*Action item*:
Output all records below verbatim.

*Extracted records*:
·····
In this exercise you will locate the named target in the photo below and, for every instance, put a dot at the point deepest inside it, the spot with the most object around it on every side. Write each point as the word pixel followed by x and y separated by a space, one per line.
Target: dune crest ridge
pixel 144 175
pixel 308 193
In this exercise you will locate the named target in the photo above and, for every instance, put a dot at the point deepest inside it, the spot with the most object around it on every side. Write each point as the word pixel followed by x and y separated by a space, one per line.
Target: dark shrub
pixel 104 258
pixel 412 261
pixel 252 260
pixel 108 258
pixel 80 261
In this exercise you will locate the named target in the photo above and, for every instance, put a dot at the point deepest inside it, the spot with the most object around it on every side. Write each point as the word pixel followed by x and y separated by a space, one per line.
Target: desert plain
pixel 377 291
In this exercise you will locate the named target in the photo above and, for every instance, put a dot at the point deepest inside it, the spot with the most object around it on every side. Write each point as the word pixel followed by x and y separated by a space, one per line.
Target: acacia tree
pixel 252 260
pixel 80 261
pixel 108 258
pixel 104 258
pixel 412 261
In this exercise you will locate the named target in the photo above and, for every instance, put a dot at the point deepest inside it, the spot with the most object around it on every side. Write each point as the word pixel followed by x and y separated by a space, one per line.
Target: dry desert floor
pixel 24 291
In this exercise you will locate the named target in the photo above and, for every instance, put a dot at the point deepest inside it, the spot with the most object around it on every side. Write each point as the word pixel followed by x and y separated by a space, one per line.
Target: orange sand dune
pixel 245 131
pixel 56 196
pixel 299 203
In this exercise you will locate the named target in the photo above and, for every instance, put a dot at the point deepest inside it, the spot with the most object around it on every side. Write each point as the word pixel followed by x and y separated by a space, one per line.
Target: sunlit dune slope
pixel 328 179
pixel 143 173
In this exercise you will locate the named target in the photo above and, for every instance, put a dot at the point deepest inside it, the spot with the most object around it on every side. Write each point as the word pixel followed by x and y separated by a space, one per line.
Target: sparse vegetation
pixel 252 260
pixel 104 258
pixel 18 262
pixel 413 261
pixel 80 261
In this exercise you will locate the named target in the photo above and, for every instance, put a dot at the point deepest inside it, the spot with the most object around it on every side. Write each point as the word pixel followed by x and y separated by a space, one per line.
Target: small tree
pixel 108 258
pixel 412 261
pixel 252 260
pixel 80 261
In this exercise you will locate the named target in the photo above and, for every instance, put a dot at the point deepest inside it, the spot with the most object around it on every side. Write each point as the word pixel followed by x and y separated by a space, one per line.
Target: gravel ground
·····
*Output below*:
In this exercise you will locate the named target in the photo below and, for every instance, put a dot at the point deepest inside it, the spot with the most object around it on every side. Write each point as the word pixel followed by x and y separated by a space, one per line.
Target: dune crest ridge
pixel 144 175
pixel 308 193
In this exercise you will locate the named target in the photo above and, for every instance, put a dot at the point deepest inside it, the spot with the most object around it on every side. Write each point as the word pixel followed by x and y separated by a space, one per line.
Target: dark shrub
pixel 104 258
pixel 412 261
pixel 252 260
pixel 108 258
pixel 80 261
In this exercise you will locate the named target in the photo above and, for every instance, put a dot at the point deepest inside it, the spot with the most object around it on every side. Write each point as the word pixel followed by x and y separated by a space, one per line.
Target: desert plain
pixel 377 291
In this exercise you will locate the named target in the photo above and, for every instance, put a dot at the point deepest inside it, the spot with the most object around it on every side. Write each point as the word pixel followed by x and y separated by a space, one per line.
Target: acacia tree
pixel 252 260
pixel 80 261
pixel 108 258
pixel 104 258
pixel 412 261
In this exercise you will locate the named target in the photo above and, for every instance, put a dot at the point deepest inside it, the spot with the most object around it on every side. Write each point as the word pixel followed by x and y separated by a space, one per line.
Target: dry desert floor
pixel 24 291
In this exercise you will locate the named target in the photo above and, for every instance, put a dot at the point deepest inside it, the spot with the most object around it on every side. Write each point as the word pixel followed by x and y separated by a space, one per line.
Target: orange sand dune
pixel 245 131
pixel 56 196
pixel 299 203
In this exercise you will locate the named target in the photo above and, for every instance, put a dot at the point deepest inside it, the spot with the most object around it on every side. Write each point as the word pixel followed by x and y separated by a space, one per line.
Target: sunlit dune slope
pixel 328 179
pixel 143 173
In this exercise you will locate the named target in the photo above and, for every instance, put a dot at the point deepest inside it, the spot with the most object around it on every side. Write each point as the word pixel followed by x and y separated by a space, one per line.
Target: sparse vegetation
pixel 252 260
pixel 104 258
pixel 18 262
pixel 413 261
pixel 80 261
In this exercise you will locate the named target in the photo above and, for every instance, put a dot at the point deepest inside it, the spot with the most object around it on every side. Write each point as the word pixel followed by x and y separated by a space, one per line.
Target: small tree
pixel 108 258
pixel 412 261
pixel 252 260
pixel 80 261
In this exercise you will locate the named target in the photo above and, for every instance, put a dot at the point deepest inside it, the spot with the most object around it on every side. Write each point as the word pixel followed by x and y separated by a space, one per line.
Target: gravel ground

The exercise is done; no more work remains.